### Task description
Show every line of the items below that contains the word "serve", copying each one in full. Case counts, so only lines with the word in that exact capitalization qualify.
The records section start
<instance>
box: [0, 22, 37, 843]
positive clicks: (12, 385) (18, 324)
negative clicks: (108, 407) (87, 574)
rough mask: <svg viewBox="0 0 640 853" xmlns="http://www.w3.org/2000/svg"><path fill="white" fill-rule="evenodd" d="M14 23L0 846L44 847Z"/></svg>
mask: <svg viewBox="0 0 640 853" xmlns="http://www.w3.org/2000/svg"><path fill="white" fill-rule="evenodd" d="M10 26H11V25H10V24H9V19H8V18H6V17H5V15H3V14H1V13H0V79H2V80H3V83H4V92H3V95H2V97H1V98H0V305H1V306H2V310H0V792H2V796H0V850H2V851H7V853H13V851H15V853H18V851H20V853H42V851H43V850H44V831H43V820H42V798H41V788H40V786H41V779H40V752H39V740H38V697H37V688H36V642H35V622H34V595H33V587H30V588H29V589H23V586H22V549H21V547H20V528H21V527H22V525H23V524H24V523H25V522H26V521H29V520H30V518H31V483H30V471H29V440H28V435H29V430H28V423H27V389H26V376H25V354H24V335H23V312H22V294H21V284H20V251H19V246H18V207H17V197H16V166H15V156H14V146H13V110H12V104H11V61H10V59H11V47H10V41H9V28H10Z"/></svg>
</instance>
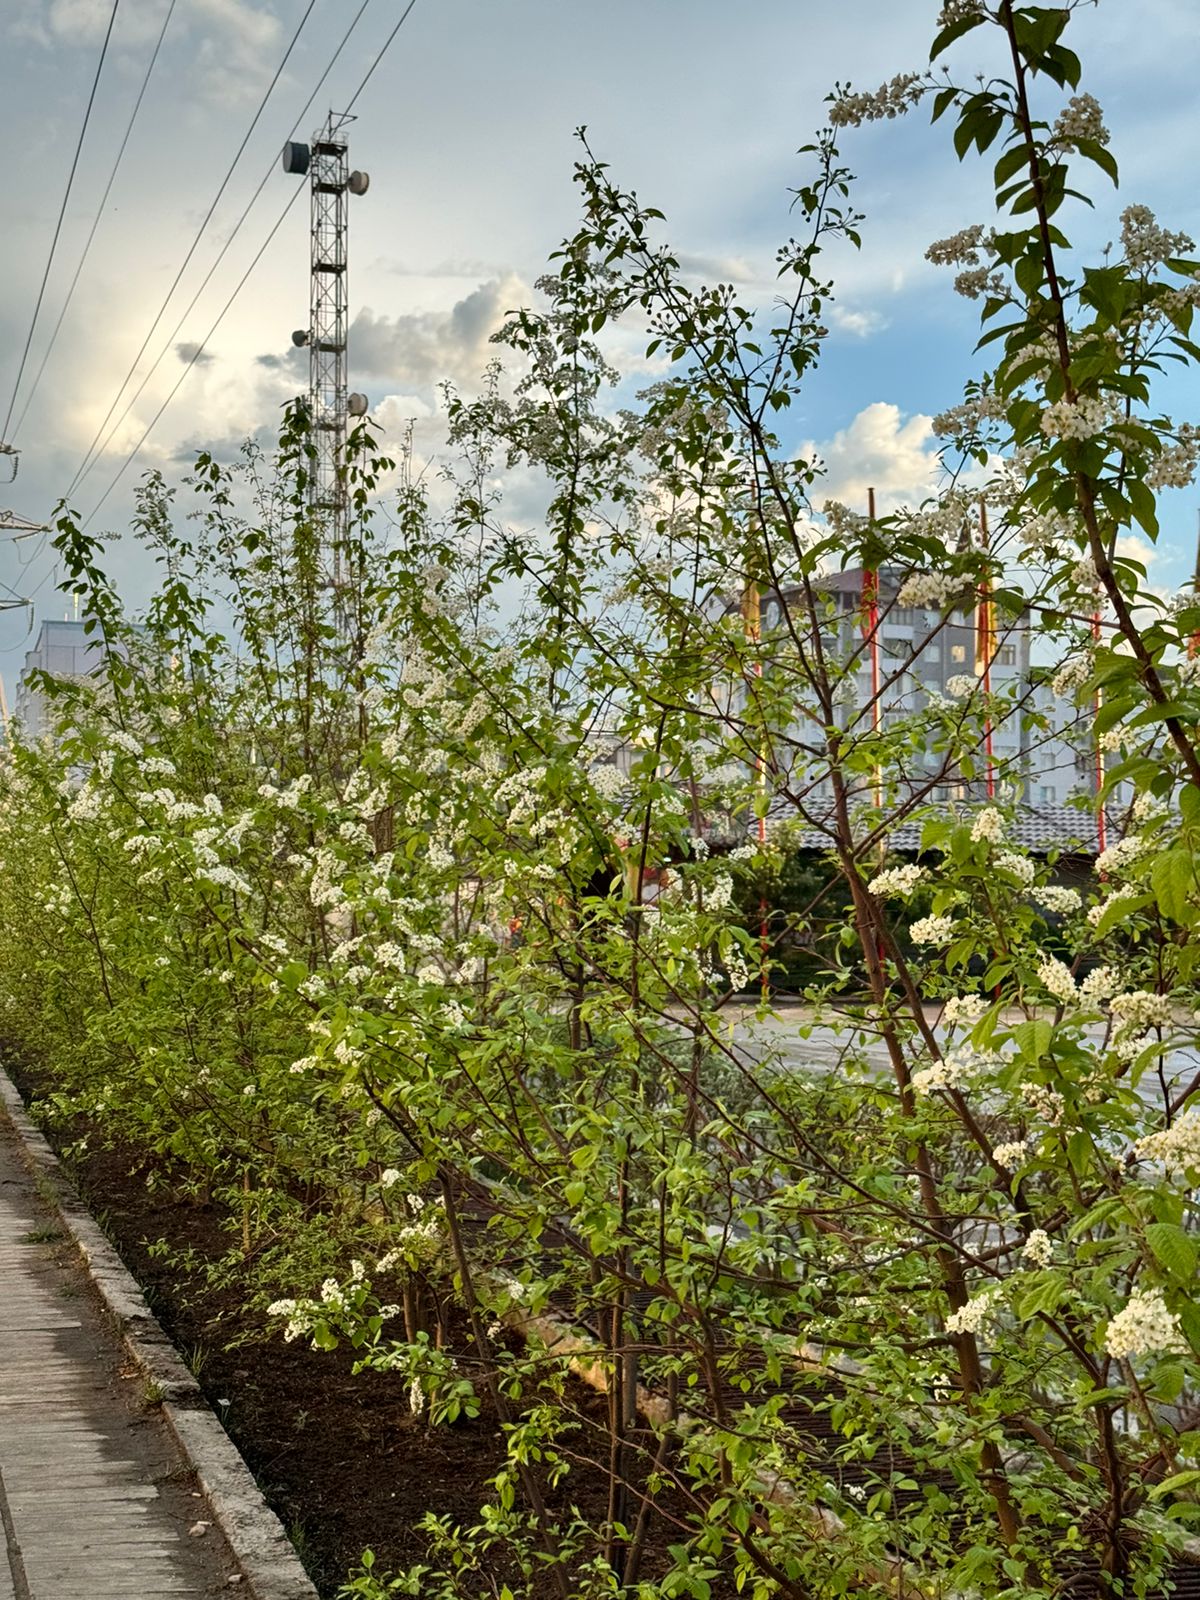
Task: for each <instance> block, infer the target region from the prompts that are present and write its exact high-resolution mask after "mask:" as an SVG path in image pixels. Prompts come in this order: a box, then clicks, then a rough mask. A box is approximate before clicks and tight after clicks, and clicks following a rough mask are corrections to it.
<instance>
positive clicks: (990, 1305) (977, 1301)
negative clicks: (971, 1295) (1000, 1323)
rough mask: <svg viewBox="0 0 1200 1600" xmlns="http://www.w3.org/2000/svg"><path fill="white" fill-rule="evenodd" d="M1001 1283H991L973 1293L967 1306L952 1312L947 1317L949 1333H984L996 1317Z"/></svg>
mask: <svg viewBox="0 0 1200 1600" xmlns="http://www.w3.org/2000/svg"><path fill="white" fill-rule="evenodd" d="M998 1298H1000V1285H998V1283H989V1286H987V1288H986V1290H981V1291H979V1293H978V1294H973V1296H971V1299H968V1302H966V1304H965V1306H960V1307H958V1310H955V1312H950V1315H949V1317H947V1318H946V1331H947V1333H984V1331H986V1330H987V1328H989V1326H990V1323H992V1322H994V1318H995V1314H997V1309H998V1307H997V1299H998Z"/></svg>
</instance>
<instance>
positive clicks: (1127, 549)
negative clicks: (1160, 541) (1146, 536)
mask: <svg viewBox="0 0 1200 1600" xmlns="http://www.w3.org/2000/svg"><path fill="white" fill-rule="evenodd" d="M1114 549H1115V552H1117V555H1123V557H1126V560H1131V562H1141V563H1142V566H1149V565H1150V562H1157V560H1158V557H1160V555H1162V550H1160V549H1158V547H1157V546H1154V544H1150V541H1149V539H1144V538H1142V536H1141V534H1139V533H1122V534H1118V538H1117V542H1115V546H1114Z"/></svg>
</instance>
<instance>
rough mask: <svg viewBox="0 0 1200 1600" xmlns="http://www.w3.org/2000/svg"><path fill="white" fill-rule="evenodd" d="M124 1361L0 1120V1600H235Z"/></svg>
mask: <svg viewBox="0 0 1200 1600" xmlns="http://www.w3.org/2000/svg"><path fill="white" fill-rule="evenodd" d="M123 1362H125V1358H123V1352H122V1347H120V1342H118V1339H117V1334H115V1333H114V1331H112V1330H110V1328H109V1325H107V1322H106V1320H104V1318H102V1315H101V1310H99V1306H98V1304H96V1299H94V1294H93V1291H91V1285H90V1283H88V1278H86V1275H85V1272H83V1269H82V1266H80V1262H78V1259H77V1258H75V1254H74V1251H70V1250H67V1248H66V1242H64V1240H62V1238H61V1237H59V1235H58V1232H56V1226H54V1222H53V1221H51V1218H50V1213H48V1211H46V1210H45V1208H43V1205H42V1202H40V1200H38V1195H37V1192H35V1186H34V1179H32V1176H30V1174H29V1171H27V1170H26V1166H24V1163H22V1162H21V1157H19V1154H18V1149H16V1142H14V1138H13V1133H11V1130H10V1128H8V1126H6V1123H5V1120H3V1118H0V1525H2V1526H0V1541H2V1542H3V1549H0V1600H118V1597H120V1600H157V1597H163V1600H165V1597H168V1595H205V1597H213V1595H226V1597H229V1595H235V1594H238V1592H245V1589H242V1590H238V1587H237V1584H238V1581H240V1579H237V1578H234V1582H232V1586H230V1576H232V1574H234V1573H237V1566H235V1563H234V1560H232V1557H230V1555H229V1550H227V1547H226V1544H224V1539H222V1538H221V1534H219V1531H218V1530H216V1528H214V1526H211V1525H210V1518H211V1512H208V1510H206V1502H205V1499H203V1498H200V1494H198V1491H197V1486H195V1482H194V1478H192V1474H190V1470H189V1467H187V1466H186V1464H184V1461H182V1458H181V1454H179V1448H178V1445H176V1443H174V1440H173V1438H171V1437H170V1434H168V1430H166V1427H165V1424H163V1421H162V1418H160V1416H158V1414H157V1411H155V1410H154V1406H152V1405H150V1403H147V1402H149V1400H150V1398H152V1397H147V1394H146V1384H144V1379H142V1378H141V1374H138V1373H136V1371H133V1370H130V1368H128V1366H126V1365H123ZM190 1530H197V1531H195V1533H192V1531H190Z"/></svg>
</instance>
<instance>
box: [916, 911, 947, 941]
mask: <svg viewBox="0 0 1200 1600" xmlns="http://www.w3.org/2000/svg"><path fill="white" fill-rule="evenodd" d="M909 936H910V938H912V942H914V944H949V942H950V939H952V938H954V917H944V915H942V917H920V918H918V920H917V922H914V925H912V926H910V928H909Z"/></svg>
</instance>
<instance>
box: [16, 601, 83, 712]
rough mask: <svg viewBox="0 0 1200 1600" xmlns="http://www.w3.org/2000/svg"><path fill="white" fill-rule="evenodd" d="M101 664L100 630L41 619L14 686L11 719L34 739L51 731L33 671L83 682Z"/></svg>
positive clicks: (47, 709) (80, 624)
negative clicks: (90, 628)
mask: <svg viewBox="0 0 1200 1600" xmlns="http://www.w3.org/2000/svg"><path fill="white" fill-rule="evenodd" d="M102 666H104V642H102V638H101V635H99V632H96V630H93V632H86V624H83V622H43V624H42V627H40V629H38V635H37V643H35V645H34V648H32V650H29V651H26V664H24V667H22V669H21V678H19V680H18V688H16V704H14V707H13V717H14V722H16V723H18V725H19V728H21V730H22V733H24V734H26V738H29V739H37V738H40V736H42V734H43V733H51V731H53V712H51V706H50V699H48V696H46V693H45V690H43V688H42V685H40V683H38V682H37V678H35V674H38V672H48V674H50V675H51V677H54V678H61V680H64V682H67V683H82V682H83V680H85V678H90V677H94V675H96V674H98V672H99V670H101V667H102Z"/></svg>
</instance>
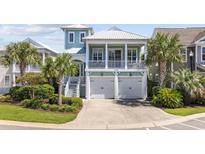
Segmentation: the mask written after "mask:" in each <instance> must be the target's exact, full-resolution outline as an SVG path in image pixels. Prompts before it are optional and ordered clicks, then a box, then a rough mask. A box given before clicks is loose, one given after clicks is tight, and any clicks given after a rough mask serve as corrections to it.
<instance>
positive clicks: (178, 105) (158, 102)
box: [152, 88, 183, 108]
mask: <svg viewBox="0 0 205 154" xmlns="http://www.w3.org/2000/svg"><path fill="white" fill-rule="evenodd" d="M152 104H153V105H154V106H158V107H165V108H179V107H182V106H183V99H182V95H181V93H180V92H178V91H177V90H174V89H170V88H162V89H161V90H160V91H159V92H158V94H157V95H154V96H153V100H152Z"/></svg>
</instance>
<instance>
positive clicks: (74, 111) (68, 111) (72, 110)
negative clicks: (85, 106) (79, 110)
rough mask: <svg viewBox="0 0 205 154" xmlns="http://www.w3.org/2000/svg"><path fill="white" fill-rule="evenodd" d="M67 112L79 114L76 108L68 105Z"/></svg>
mask: <svg viewBox="0 0 205 154" xmlns="http://www.w3.org/2000/svg"><path fill="white" fill-rule="evenodd" d="M65 111H66V112H77V111H78V108H77V107H76V106H70V105H67V106H66V107H65Z"/></svg>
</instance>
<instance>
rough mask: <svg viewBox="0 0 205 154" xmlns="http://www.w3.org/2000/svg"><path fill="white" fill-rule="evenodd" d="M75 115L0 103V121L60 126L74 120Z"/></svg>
mask: <svg viewBox="0 0 205 154" xmlns="http://www.w3.org/2000/svg"><path fill="white" fill-rule="evenodd" d="M76 117H77V113H58V112H49V111H43V110H33V109H27V108H23V107H21V106H18V105H13V104H8V103H5V104H3V103H0V119H1V120H14V121H24V122H39V123H53V124H62V123H66V122H69V121H72V120H74V119H75V118H76Z"/></svg>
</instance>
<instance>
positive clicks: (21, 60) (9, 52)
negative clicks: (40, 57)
mask: <svg viewBox="0 0 205 154" xmlns="http://www.w3.org/2000/svg"><path fill="white" fill-rule="evenodd" d="M0 62H1V64H3V65H5V66H9V65H11V64H13V63H17V64H19V67H20V75H21V76H23V75H24V74H25V72H26V68H27V66H28V65H29V64H32V65H38V64H41V58H40V55H39V53H38V51H37V49H36V48H34V47H32V46H31V44H30V43H27V42H18V43H10V44H9V45H8V46H7V47H6V55H4V56H2V57H1V58H0Z"/></svg>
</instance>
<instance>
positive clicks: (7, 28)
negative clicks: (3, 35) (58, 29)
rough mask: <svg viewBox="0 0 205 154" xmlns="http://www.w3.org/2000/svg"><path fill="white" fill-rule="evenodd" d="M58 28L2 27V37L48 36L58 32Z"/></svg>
mask: <svg viewBox="0 0 205 154" xmlns="http://www.w3.org/2000/svg"><path fill="white" fill-rule="evenodd" d="M58 28H59V27H57V26H46V25H0V34H1V35H19V36H23V35H31V36H35V35H46V34H51V33H54V32H55V31H57V30H58Z"/></svg>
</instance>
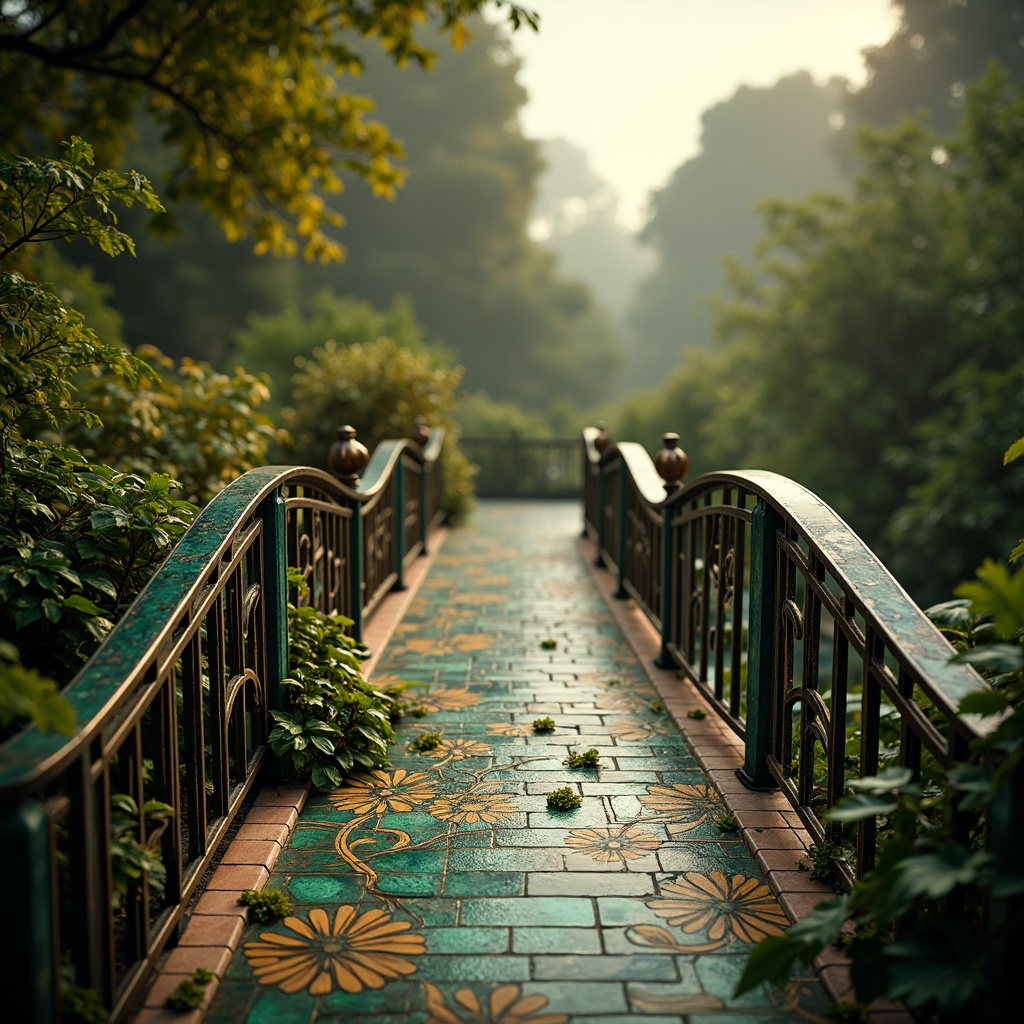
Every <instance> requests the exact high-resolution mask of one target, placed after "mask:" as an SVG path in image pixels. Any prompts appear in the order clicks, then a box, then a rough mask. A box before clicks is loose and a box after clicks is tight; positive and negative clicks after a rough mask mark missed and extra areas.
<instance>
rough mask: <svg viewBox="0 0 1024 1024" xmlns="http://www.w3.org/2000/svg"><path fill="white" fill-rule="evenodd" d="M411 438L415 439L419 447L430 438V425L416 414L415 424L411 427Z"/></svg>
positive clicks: (424, 420)
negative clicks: (415, 421)
mask: <svg viewBox="0 0 1024 1024" xmlns="http://www.w3.org/2000/svg"><path fill="white" fill-rule="evenodd" d="M412 439H413V440H414V441H416V443H417V444H419V445H420V447H423V446H424V445H425V444H426V443H427V441H428V440H430V427H428V426H427V421H426V420H425V419H424V418H423V417H422V416H418V417H417V418H416V425H415V426H414V427H413V434H412Z"/></svg>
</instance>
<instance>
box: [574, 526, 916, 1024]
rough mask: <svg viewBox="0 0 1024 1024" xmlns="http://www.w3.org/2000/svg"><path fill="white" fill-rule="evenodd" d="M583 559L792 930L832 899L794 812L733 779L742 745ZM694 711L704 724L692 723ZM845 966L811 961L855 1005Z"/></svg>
mask: <svg viewBox="0 0 1024 1024" xmlns="http://www.w3.org/2000/svg"><path fill="white" fill-rule="evenodd" d="M580 552H581V556H582V557H583V560H584V564H585V565H586V566H587V568H588V571H589V572H590V575H591V579H592V580H593V582H594V586H595V587H596V588H597V590H598V591H599V593H600V594H601V596H602V597H603V598H604V601H605V603H606V604H607V606H608V608H609V610H610V611H611V614H612V616H613V617H614V620H615V622H616V624H617V625H618V628H620V629H621V630H622V631H623V635H624V636H625V637H626V640H627V642H628V643H629V644H630V646H631V647H632V648H633V650H634V652H635V653H636V655H637V658H638V660H639V662H640V664H641V666H642V667H643V669H644V671H645V672H646V673H647V677H648V678H649V679H650V681H651V683H652V684H653V686H654V689H655V690H656V691H657V694H658V696H659V697H660V699H662V702H663V703H664V705H665V708H666V711H668V713H669V714H670V715H671V716H672V718H673V719H674V720H675V722H676V725H678V726H679V729H680V730H681V731H682V733H683V735H684V736H685V737H686V740H687V742H688V743H689V744H690V748H691V749H692V751H693V756H694V757H695V758H696V760H697V763H698V764H699V765H700V767H701V769H702V770H703V771H705V773H706V774H707V776H708V780H709V781H710V782H711V784H712V785H714V786H715V788H716V790H717V791H718V793H719V795H720V796H721V798H722V802H723V803H724V804H725V806H726V809H727V810H728V812H729V813H730V814H731V815H732V816H733V817H735V819H736V822H737V824H738V826H739V835H740V837H742V839H743V842H744V843H745V844H746V846H748V849H749V850H750V851H751V853H752V854H753V855H754V857H755V859H756V860H757V862H758V864H759V865H760V867H761V869H762V870H763V871H764V873H765V878H766V879H767V881H768V885H769V886H770V887H771V890H772V892H773V893H774V894H775V895H776V896H777V898H778V901H779V903H780V904H781V906H782V908H783V909H784V910H785V912H786V915H787V916H788V918H790V921H791V923H796V922H798V921H800V920H801V919H802V918H804V916H806V915H807V913H808V912H809V911H810V910H812V909H813V908H814V907H815V906H816V905H817V904H818V903H820V902H822V901H824V900H827V899H831V897H833V896H834V895H835V893H834V892H833V890H831V887H830V886H827V885H826V884H825V883H823V882H816V881H814V880H813V879H811V878H810V876H809V874H808V872H807V868H808V867H809V866H810V859H809V857H808V855H807V851H808V850H809V849H810V847H811V846H812V845H813V840H812V839H811V837H810V835H809V834H808V831H807V829H806V828H804V826H803V824H802V823H801V821H800V817H799V816H798V814H797V812H796V811H794V810H793V808H792V807H791V806H790V802H788V801H787V800H786V799H785V797H783V796H782V795H781V794H780V793H755V792H754V791H753V790H748V788H746V786H745V785H743V783H742V782H741V781H740V780H739V778H738V777H737V775H736V769H737V768H739V767H740V766H741V765H742V763H743V741H742V740H741V739H740V738H739V737H738V736H737V735H736V734H735V733H734V732H733V731H732V730H731V729H730V728H729V727H728V725H726V724H725V722H723V721H722V720H721V719H720V718H719V716H718V712H716V711H715V709H714V708H713V707H712V703H711V701H709V700H708V699H706V698H705V696H703V694H701V693H700V691H699V690H698V689H697V688H696V686H695V685H694V684H693V683H692V682H691V681H690V680H689V679H685V678H683V679H680V678H679V675H678V673H677V672H676V670H675V669H659V668H658V667H657V666H656V665H655V664H654V659H655V658H656V657H657V656H658V654H659V653H660V652H662V638H660V636H659V635H658V634H657V632H656V630H655V629H654V627H653V626H652V625H651V623H650V620H649V618H648V617H647V616H646V614H644V612H643V611H642V610H641V609H640V608H639V607H638V606H637V604H636V602H635V601H633V600H625V601H623V600H617V599H616V598H615V597H614V592H615V590H616V588H617V581H616V580H615V578H614V575H613V574H612V573H611V572H609V571H607V569H603V568H598V567H597V566H596V565H595V559H596V555H597V548H596V546H595V545H594V543H593V542H592V541H591V540H589V539H588V538H582V539H581V540H580ZM691 711H702V712H705V714H706V715H707V717H706V718H699V719H692V718H689V717H688V715H689V713H690V712H691ZM848 965H849V961H848V959H847V957H846V956H844V955H843V953H842V951H841V950H839V949H836V948H835V947H829V948H828V949H826V950H825V951H824V952H823V953H822V954H821V955H820V956H819V957H818V958H817V959H816V961H815V962H814V967H815V969H816V970H817V973H818V976H819V977H820V978H821V981H822V983H823V984H824V986H825V988H826V989H827V990H828V994H829V995H830V996H831V997H833V999H835V1000H836V1001H837V1002H841V1001H848V1000H851V999H852V998H853V996H852V987H851V984H850V972H849V968H848ZM868 1009H869V1010H870V1016H871V1020H872V1021H873V1022H877V1024H914V1020H915V1019H914V1017H913V1015H912V1014H910V1013H909V1012H908V1011H907V1010H906V1009H905V1008H903V1007H900V1006H894V1005H892V1004H886V1002H882V1001H878V1002H873V1004H871V1006H870V1007H869V1008H868Z"/></svg>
The records section end
### Solution below
Segmentation: the mask written after "mask:" in each <instance> must be the target's exact, full-resolution outline as an SVG path in image pixels. Prompts before it are optional and ordered clicks, then a box, then a rough mask. A box given before clicks is loose, one given after clicks is tight, and any clicks given after a rough mask serve as corrections to it.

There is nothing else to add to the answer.